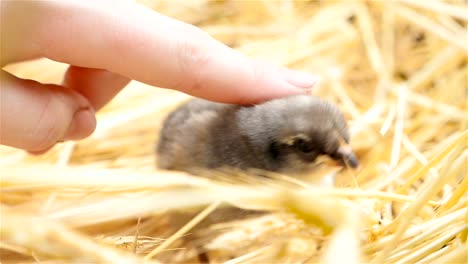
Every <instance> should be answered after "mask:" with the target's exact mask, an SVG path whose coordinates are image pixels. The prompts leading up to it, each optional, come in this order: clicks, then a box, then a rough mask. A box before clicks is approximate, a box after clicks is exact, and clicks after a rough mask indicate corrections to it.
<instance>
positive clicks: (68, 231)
mask: <svg viewBox="0 0 468 264" xmlns="http://www.w3.org/2000/svg"><path fill="white" fill-rule="evenodd" d="M140 2H141V3H142V4H144V5H147V6H148V7H149V8H152V9H154V10H157V11H158V12H161V13H163V14H166V15H169V16H172V17H175V18H178V19H181V20H183V21H186V22H189V23H192V24H194V25H197V26H199V27H201V28H202V29H204V30H206V31H207V32H208V33H209V34H211V35H212V36H213V37H215V38H217V39H219V40H220V41H222V42H224V43H226V44H227V45H229V46H231V47H233V48H235V49H238V50H239V51H241V52H243V53H245V54H248V55H249V56H252V57H255V58H258V59H262V60H266V61H271V62H273V63H276V64H280V65H285V66H288V67H291V68H295V69H301V70H304V71H308V72H311V73H315V74H318V75H320V76H322V78H323V80H322V82H321V84H320V85H319V87H317V89H315V90H314V91H313V93H314V94H316V95H319V96H322V97H323V98H326V99H328V100H331V101H333V102H335V103H336V104H338V106H339V107H340V108H341V109H342V110H343V111H344V112H345V114H346V117H347V119H348V120H349V124H350V126H351V132H352V147H353V148H354V149H355V150H356V152H357V155H358V157H359V159H360V161H361V168H360V169H358V170H355V171H354V170H350V169H342V168H339V167H330V166H327V165H322V166H320V167H319V168H318V169H317V171H316V172H314V174H316V175H314V176H317V175H319V176H320V177H321V176H324V177H330V176H333V177H336V187H335V188H329V189H327V188H320V189H318V188H316V187H314V185H313V184H312V183H310V182H308V180H307V178H304V179H302V178H291V177H288V176H286V175H274V176H273V177H271V178H261V179H258V178H257V177H253V176H250V175H245V174H240V173H236V175H234V174H233V173H227V172H213V173H212V174H213V175H212V177H210V178H200V177H194V176H191V175H187V174H184V173H177V172H166V171H158V170H156V169H155V168H154V164H155V162H154V161H155V156H154V152H153V150H154V144H155V142H156V140H157V131H158V129H159V128H160V126H161V122H162V120H163V119H164V117H165V116H166V114H167V113H168V112H169V111H170V110H171V109H173V108H174V107H175V106H176V105H177V104H178V103H179V102H181V101H183V100H185V99H187V98H188V96H187V95H183V94H181V93H178V92H174V91H170V90H165V89H157V88H154V87H149V86H147V85H144V84H142V83H138V82H132V83H131V84H130V85H129V86H128V87H127V89H125V90H124V91H123V92H122V93H121V94H120V95H119V96H118V97H117V98H116V99H115V100H114V101H113V102H112V103H111V104H109V105H108V106H107V107H106V108H104V109H103V110H102V111H101V112H100V113H99V117H98V119H99V120H98V128H97V130H96V132H95V133H94V134H93V136H92V137H90V138H89V139H86V140H83V141H80V142H69V143H65V144H61V145H59V146H57V147H55V148H54V149H53V150H52V151H50V152H49V153H47V154H45V155H43V156H38V157H33V156H28V155H27V154H25V153H24V152H22V151H18V150H14V149H11V148H7V147H1V148H0V167H1V170H0V171H1V172H0V173H1V180H0V184H1V191H0V194H1V196H0V202H1V205H0V206H1V207H0V210H1V216H0V221H1V222H0V224H1V227H0V231H1V241H0V258H1V261H2V263H69V262H76V263H198V262H212V263H222V262H225V263H230V264H233V263H364V262H370V263H467V234H468V206H467V204H468V198H467V188H468V177H467V156H468V151H467V142H468V131H467V126H466V125H467V115H468V112H467V103H468V101H467V96H468V80H467V78H468V66H467V52H468V32H467V22H468V9H467V2H466V1H462V0H458V1H457V0H451V1H434V0H431V1H423V0H414V1H413V0H395V1H383V0H382V1H357V0H356V1H332V0H330V1H267V0H264V1H260V0H259V1H240V0H239V1H235V0H225V1H216V2H214V1H203V0H199V1H195V0H190V1H164V0H159V1H157V0H154V1H151V0H146V1H140ZM66 67H67V65H63V64H59V63H55V62H51V61H48V60H39V61H34V62H28V63H22V64H18V65H11V66H8V68H7V70H9V71H10V72H12V73H14V74H16V75H18V76H22V77H27V78H34V79H36V80H39V81H43V82H52V83H54V82H60V81H61V78H62V75H63V73H64V71H65V69H66ZM220 88H222V87H220ZM227 205H230V206H237V207H242V208H248V209H259V210H269V213H268V214H259V215H253V216H250V217H245V218H244V217H238V215H236V214H234V219H230V218H229V212H230V211H229V210H228V208H227V207H226V206H227ZM231 209H232V208H231ZM229 220H237V221H229Z"/></svg>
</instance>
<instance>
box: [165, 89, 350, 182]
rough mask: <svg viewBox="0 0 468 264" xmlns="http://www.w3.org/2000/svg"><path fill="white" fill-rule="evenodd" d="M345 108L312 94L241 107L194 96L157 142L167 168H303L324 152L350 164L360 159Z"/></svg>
mask: <svg viewBox="0 0 468 264" xmlns="http://www.w3.org/2000/svg"><path fill="white" fill-rule="evenodd" d="M349 140H350V139H349V133H348V126H347V124H346V120H345V118H344V116H343V114H342V113H341V112H340V110H339V109H338V108H337V107H336V106H335V105H333V104H331V103H330V102H328V101H325V100H322V99H319V98H317V97H312V96H308V95H298V96H290V97H286V98H281V99H274V100H271V101H267V102H265V103H262V104H258V105H253V106H239V105H231V104H221V103H214V102H210V101H206V100H202V99H193V100H190V101H189V102H187V103H185V104H183V105H182V106H180V107H179V108H177V109H176V110H175V111H173V112H172V113H171V114H169V116H168V117H167V119H166V120H165V122H164V126H163V128H162V131H161V135H160V141H159V144H158V146H157V155H158V158H157V165H158V167H159V168H161V169H169V170H181V171H188V172H195V171H197V170H198V169H207V168H208V169H214V168H224V167H228V168H229V167H230V168H236V169H260V170H265V171H272V172H279V173H285V174H288V173H303V172H306V171H307V170H309V169H311V168H312V167H313V164H314V161H315V160H316V158H317V157H318V156H320V155H328V156H329V157H331V158H332V159H335V160H338V161H340V162H342V163H345V164H349V165H350V166H351V167H353V168H355V167H357V166H358V160H357V159H356V157H355V155H354V153H353V152H352V151H351V149H350V148H349V147H347V144H349Z"/></svg>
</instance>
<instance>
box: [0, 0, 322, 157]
mask: <svg viewBox="0 0 468 264" xmlns="http://www.w3.org/2000/svg"><path fill="white" fill-rule="evenodd" d="M0 3H1V24H0V30H1V32H0V33H1V53H0V63H1V66H2V67H4V66H5V65H7V64H10V63H14V62H20V61H25V60H29V59H35V58H41V57H45V58H49V59H52V60H55V61H59V62H63V63H67V64H70V65H71V66H70V67H69V69H68V71H67V72H66V75H65V78H64V82H63V84H61V85H50V84H42V83H39V82H36V81H34V80H24V79H20V78H17V77H16V76H13V75H11V74H9V73H7V72H5V71H3V70H2V71H1V73H0V74H1V76H0V78H1V79H0V80H1V88H0V92H1V95H0V115H1V116H0V117H1V124H0V144H2V145H7V146H11V147H15V148H19V149H24V150H26V151H28V152H30V153H33V154H40V153H44V152H45V151H47V150H49V149H50V148H51V147H53V146H54V145H55V144H57V143H58V142H62V141H67V140H79V139H83V138H85V137H88V136H89V135H90V134H91V133H92V132H93V131H94V129H95V127H96V118H95V114H96V111H98V110H99V109H100V108H102V107H103V106H104V105H105V104H106V103H108V102H109V101H110V100H111V99H112V98H113V97H114V96H115V95H116V94H117V93H118V92H119V91H120V90H121V89H123V88H124V87H125V86H126V85H127V84H128V82H129V81H130V80H137V81H140V82H144V83H147V84H149V85H153V86H157V87H164V88H169V89H174V90H178V91H181V92H184V93H187V94H190V95H193V96H197V97H201V98H205V99H208V100H212V101H218V102H226V103H238V104H251V103H258V102H262V101H265V100H269V99H273V98H278V97H283V96H288V95H293V94H300V93H304V92H306V91H308V90H309V89H310V88H311V87H312V86H313V85H314V84H315V83H316V82H317V79H318V78H317V77H315V76H312V75H309V74H306V73H304V72H298V71H292V70H288V69H286V68H281V67H277V66H274V65H270V64H267V63H262V62H258V61H254V60H252V59H250V58H248V57H246V56H244V55H242V54H241V53H239V52H237V51H235V50H233V49H231V48H229V47H227V46H225V45H223V44H222V43H220V42H218V41H216V40H214V39H213V38H212V37H210V36H209V35H208V34H206V33H204V32H203V31H202V30H200V29H198V28H196V27H194V26H192V25H189V24H186V23H183V22H181V21H178V20H175V19H172V18H169V17H166V16H163V15H161V14H159V13H156V12H154V11H153V10H150V9H148V8H146V7H144V6H142V5H139V4H137V3H135V2H133V1H102V0H101V1H80V0H76V1H68V0H62V1H21V0H19V1H6V0H2V1H1V2H0Z"/></svg>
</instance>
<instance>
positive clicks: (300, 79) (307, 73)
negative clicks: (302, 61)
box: [285, 69, 320, 89]
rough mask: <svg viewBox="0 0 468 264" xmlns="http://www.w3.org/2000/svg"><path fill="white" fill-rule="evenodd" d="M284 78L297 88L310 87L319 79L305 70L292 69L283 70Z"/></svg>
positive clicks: (318, 78)
mask: <svg viewBox="0 0 468 264" xmlns="http://www.w3.org/2000/svg"><path fill="white" fill-rule="evenodd" d="M285 76H286V80H287V81H288V82H289V83H290V84H292V85H294V86H296V87H299V88H302V89H310V88H311V87H312V86H314V85H316V84H317V83H318V82H319V81H320V77H318V76H314V75H311V74H309V73H306V72H301V71H294V70H289V69H286V70H285Z"/></svg>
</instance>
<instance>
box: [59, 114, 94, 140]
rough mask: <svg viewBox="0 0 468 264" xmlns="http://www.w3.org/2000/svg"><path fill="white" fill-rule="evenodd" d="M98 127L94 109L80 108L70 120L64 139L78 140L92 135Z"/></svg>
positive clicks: (74, 114) (65, 133)
mask: <svg viewBox="0 0 468 264" xmlns="http://www.w3.org/2000/svg"><path fill="white" fill-rule="evenodd" d="M95 129H96V116H95V113H94V110H93V109H91V108H90V107H89V108H82V109H78V110H77V111H76V112H75V113H74V115H73V118H72V121H71V122H70V126H69V127H68V130H67V132H66V133H65V135H64V137H63V140H65V141H67V140H78V139H83V138H85V137H88V136H89V135H91V134H92V133H93V132H94V130H95Z"/></svg>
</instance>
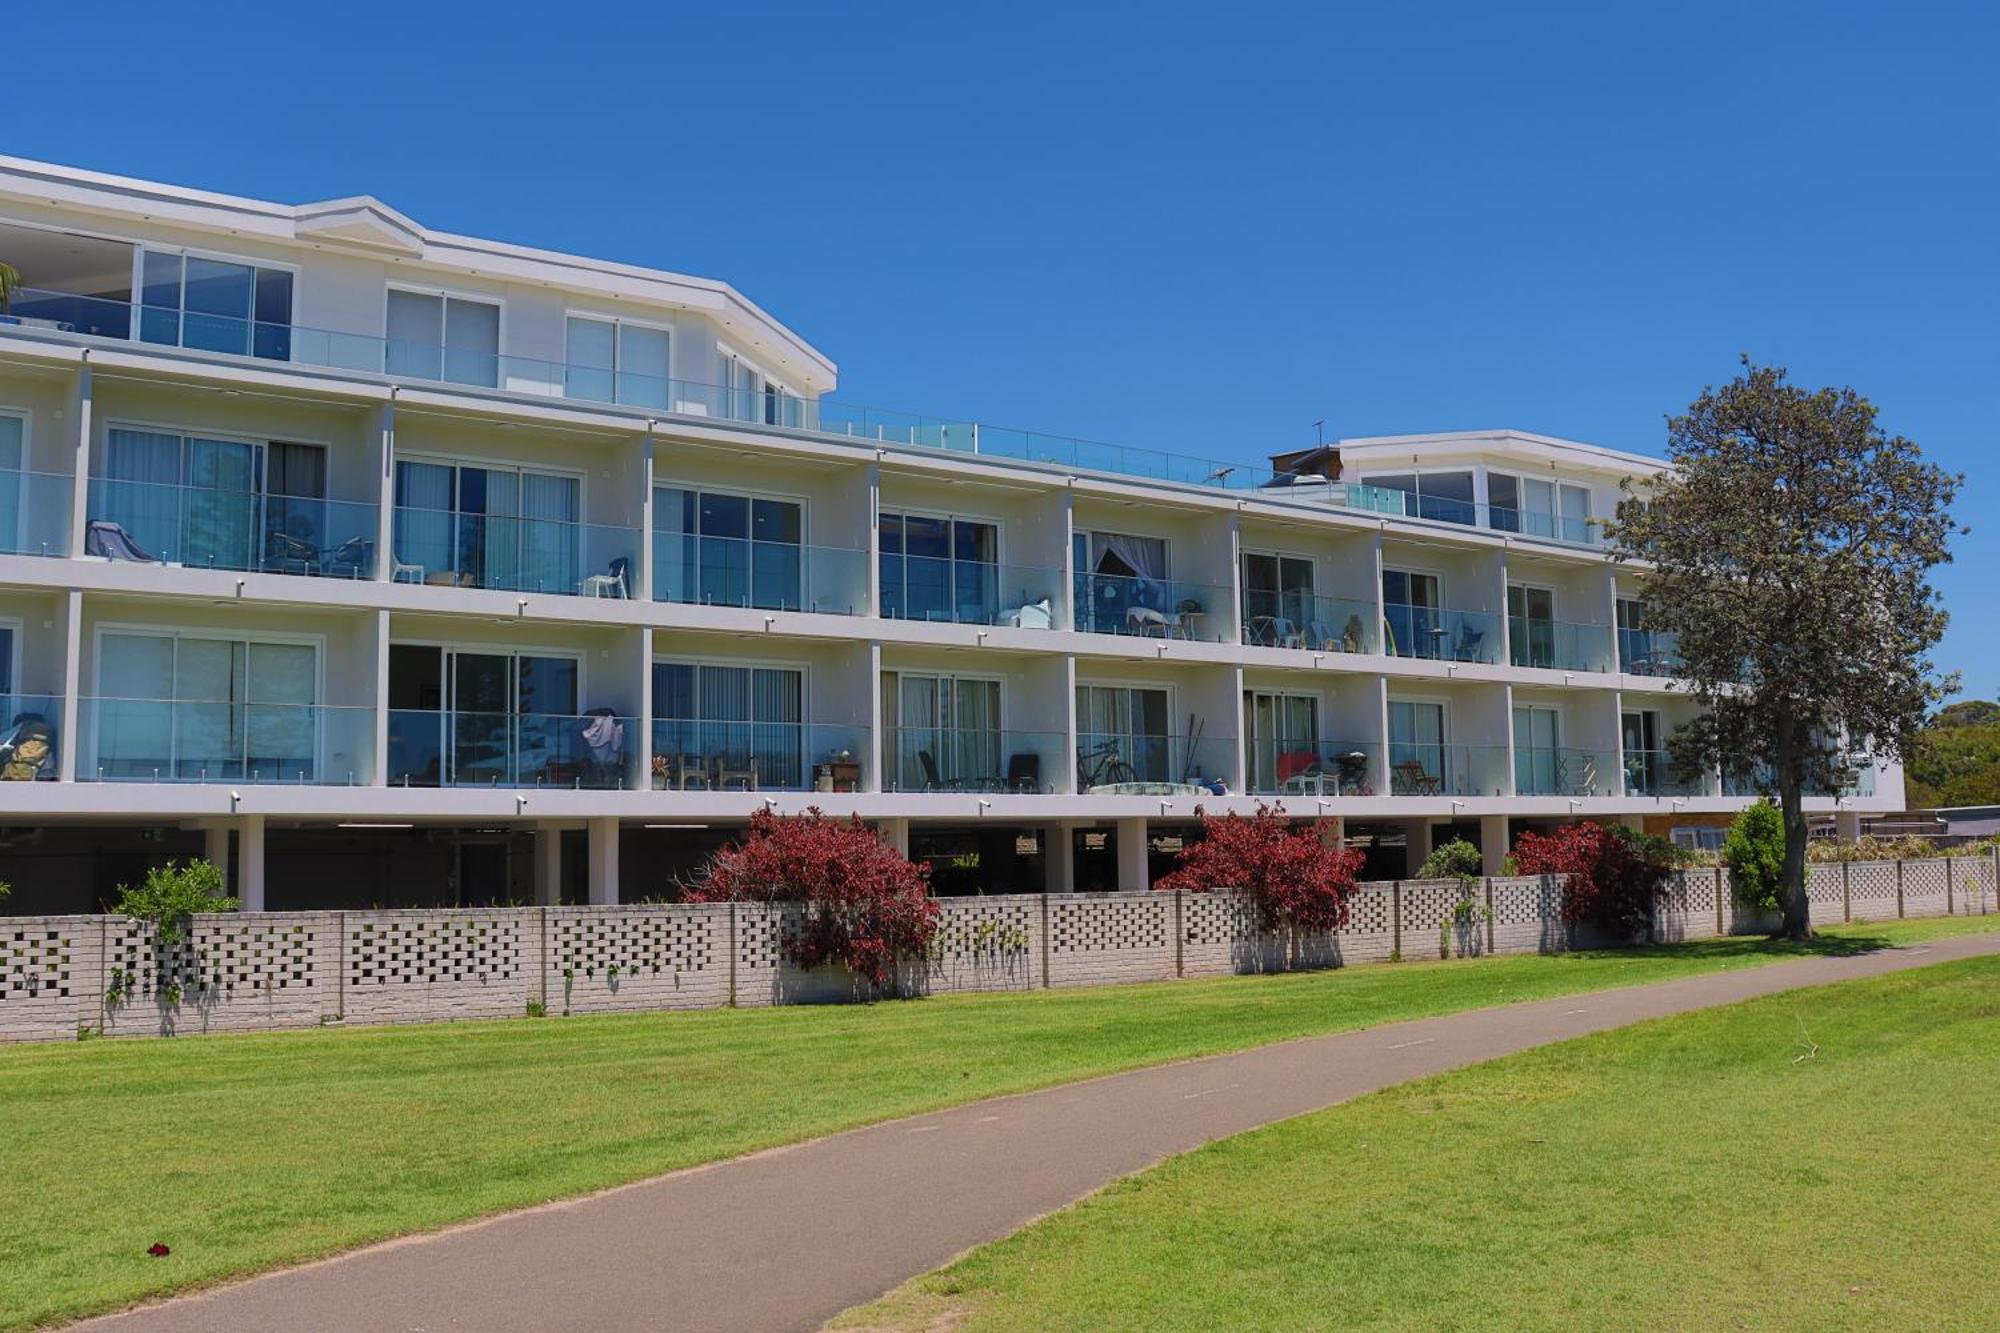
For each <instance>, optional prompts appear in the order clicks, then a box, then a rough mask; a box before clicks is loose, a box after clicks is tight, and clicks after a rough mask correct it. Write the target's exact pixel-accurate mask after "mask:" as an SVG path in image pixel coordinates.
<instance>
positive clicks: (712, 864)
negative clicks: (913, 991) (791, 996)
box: [686, 809, 938, 987]
mask: <svg viewBox="0 0 2000 1333" xmlns="http://www.w3.org/2000/svg"><path fill="white" fill-rule="evenodd" d="M928 873H930V867H922V865H916V863H912V861H910V859H908V857H904V855H902V853H900V851H896V849H894V847H890V845H888V843H884V841H882V839H880V837H878V835H876V831H874V829H870V827H868V825H864V823H862V821H860V819H850V821H846V823H842V821H836V819H826V815H822V813H820V811H818V809H812V811H806V813H804V815H796V817H788V815H774V813H772V811H770V809H762V811H758V813H756V815H752V817H750V833H748V837H746V839H744V841H742V843H730V845H728V847H724V849H722V851H718V853H716V855H714V857H712V859H710V861H708V867H706V871H704V875H702V879H700V881H698V883H694V885H690V887H688V893H686V897H688V899H690V901H694V903H732V901H734V903H804V905H806V917H804V921H802V923H800V925H798V927H796V929H792V931H786V937H784V941H782V949H784V957H786V959H788V961H792V963H796V965H798V967H822V965H828V963H838V965H844V967H848V969H852V971H854V973H856V975H860V977H866V979H868V981H872V983H874V985H878V987H890V985H892V981H894V979H896V965H898V963H902V961H912V959H922V957H924V955H926V951H928V949H930V939H932V935H936V931H938V905H936V903H934V901H932V899H930V895H928Z"/></svg>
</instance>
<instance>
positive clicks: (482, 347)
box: [384, 286, 500, 388]
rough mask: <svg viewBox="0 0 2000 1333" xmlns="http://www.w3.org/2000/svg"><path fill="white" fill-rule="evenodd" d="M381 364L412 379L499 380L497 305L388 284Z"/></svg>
mask: <svg viewBox="0 0 2000 1333" xmlns="http://www.w3.org/2000/svg"><path fill="white" fill-rule="evenodd" d="M384 368H386V370H388V372H390V374H404V376H410V378H414V380H448V382H452V384H484V386H488V388H498V386H500V306H498V304H496V302H490V300H478V298H472V296H450V294H446V292H408V290H402V288H394V286H392V288H390V290H388V346H386V348H384Z"/></svg>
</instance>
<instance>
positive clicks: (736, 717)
mask: <svg viewBox="0 0 2000 1333" xmlns="http://www.w3.org/2000/svg"><path fill="white" fill-rule="evenodd" d="M652 717H654V723H652V753H654V759H656V771H660V773H662V777H664V779H666V785H668V787H674V789H696V787H698V789H708V791H724V789H736V787H740V789H744V791H758V789H774V791H798V789H802V787H804V785H806V739H804V731H806V729H804V721H806V673H802V671H798V669H794V667H734V664H720V662H654V667H652Z"/></svg>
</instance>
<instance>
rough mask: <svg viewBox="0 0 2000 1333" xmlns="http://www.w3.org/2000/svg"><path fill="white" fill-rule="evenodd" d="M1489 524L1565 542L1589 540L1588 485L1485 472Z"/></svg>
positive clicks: (1589, 505) (1542, 478) (1524, 533)
mask: <svg viewBox="0 0 2000 1333" xmlns="http://www.w3.org/2000/svg"><path fill="white" fill-rule="evenodd" d="M1486 502H1488V512H1490V516H1492V522H1490V526H1494V528H1498V530H1502V532H1524V534H1526V536H1550V538H1556V540H1564V542H1588V540H1590V488H1588V486H1572V484H1568V482H1556V480H1548V478H1540V476H1512V474H1508V472H1488V474H1486Z"/></svg>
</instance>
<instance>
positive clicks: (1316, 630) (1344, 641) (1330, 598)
mask: <svg viewBox="0 0 2000 1333" xmlns="http://www.w3.org/2000/svg"><path fill="white" fill-rule="evenodd" d="M1242 640H1244V642H1246V644H1252V646H1262V648H1304V650H1308V652H1378V650H1380V624H1378V622H1376V606H1374V602H1364V600H1354V598H1346V596H1312V594H1308V592H1260V590H1252V588H1244V594H1242Z"/></svg>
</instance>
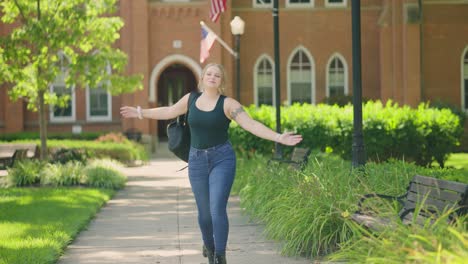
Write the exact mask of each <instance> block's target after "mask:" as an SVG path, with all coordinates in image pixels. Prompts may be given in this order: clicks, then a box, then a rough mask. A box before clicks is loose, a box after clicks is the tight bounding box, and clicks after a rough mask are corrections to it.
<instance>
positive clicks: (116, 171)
mask: <svg viewBox="0 0 468 264" xmlns="http://www.w3.org/2000/svg"><path fill="white" fill-rule="evenodd" d="M121 167H122V164H120V163H118V162H116V161H113V160H105V159H104V160H94V161H91V162H90V163H89V164H88V165H87V166H86V168H85V169H84V174H85V182H86V183H87V184H88V185H89V186H93V187H98V188H108V189H121V188H123V187H124V186H125V183H126V181H127V177H126V176H125V175H124V174H122V172H121V171H120V170H119V169H118V168H121Z"/></svg>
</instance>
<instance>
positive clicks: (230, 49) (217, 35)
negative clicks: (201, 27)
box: [200, 21, 237, 58]
mask: <svg viewBox="0 0 468 264" xmlns="http://www.w3.org/2000/svg"><path fill="white" fill-rule="evenodd" d="M200 25H201V26H202V27H203V28H205V29H206V30H207V31H209V32H210V33H212V34H213V35H214V36H215V37H216V40H217V41H218V42H219V43H220V44H221V45H222V46H223V47H224V48H226V49H227V50H228V51H229V53H231V54H232V56H234V57H235V58H237V52H235V51H233V50H232V49H231V47H229V46H228V44H226V42H224V41H223V40H222V39H221V38H220V37H218V35H217V34H216V33H214V31H213V30H211V28H209V27H208V26H207V25H206V24H205V22H203V21H200Z"/></svg>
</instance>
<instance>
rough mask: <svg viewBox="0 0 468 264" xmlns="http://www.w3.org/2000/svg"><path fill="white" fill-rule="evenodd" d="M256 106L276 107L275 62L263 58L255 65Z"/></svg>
mask: <svg viewBox="0 0 468 264" xmlns="http://www.w3.org/2000/svg"><path fill="white" fill-rule="evenodd" d="M254 82H255V84H254V87H255V104H256V105H262V104H265V105H274V92H273V62H272V60H271V59H270V58H269V57H267V56H262V57H260V59H259V60H258V61H257V63H256V64H255V77H254Z"/></svg>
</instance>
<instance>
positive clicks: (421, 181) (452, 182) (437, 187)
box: [411, 175, 467, 193]
mask: <svg viewBox="0 0 468 264" xmlns="http://www.w3.org/2000/svg"><path fill="white" fill-rule="evenodd" d="M411 182H415V183H420V184H424V185H429V186H437V188H440V189H447V190H452V191H456V192H460V193H466V191H467V185H466V184H463V183H460V182H453V181H446V180H440V179H436V178H431V177H426V176H421V175H416V176H414V177H413V179H412V180H411Z"/></svg>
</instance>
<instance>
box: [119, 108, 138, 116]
mask: <svg viewBox="0 0 468 264" xmlns="http://www.w3.org/2000/svg"><path fill="white" fill-rule="evenodd" d="M120 114H121V115H122V116H123V117H124V118H138V110H137V108H136V107H132V106H122V107H121V108H120Z"/></svg>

--

When the line with "box: [285, 69, 320, 89]" is reached in the data above, begin copying, and stop after the line with "box: [59, 114, 94, 140]"; copy each line exactly, both ends included.

box: [285, 69, 320, 89]
rough mask: <svg viewBox="0 0 468 264" xmlns="http://www.w3.org/2000/svg"><path fill="white" fill-rule="evenodd" d="M284 78L297 88L310 87L319 79L305 70L292 69L283 70Z"/></svg>
positive clicks: (318, 78)
mask: <svg viewBox="0 0 468 264" xmlns="http://www.w3.org/2000/svg"><path fill="white" fill-rule="evenodd" d="M285 76H286V80H287V81H288V82H289V83H290V84H292V85H294V86H296V87H299V88H302V89H310V88H311V87H312V86H314V85H316V84H317V83H318V82H319V81H320V77H318V76H314V75H311V74H309V73H306V72H301V71H294V70H289V69H286V70H285Z"/></svg>
</instance>
<instance>
box: [59, 114, 94, 140]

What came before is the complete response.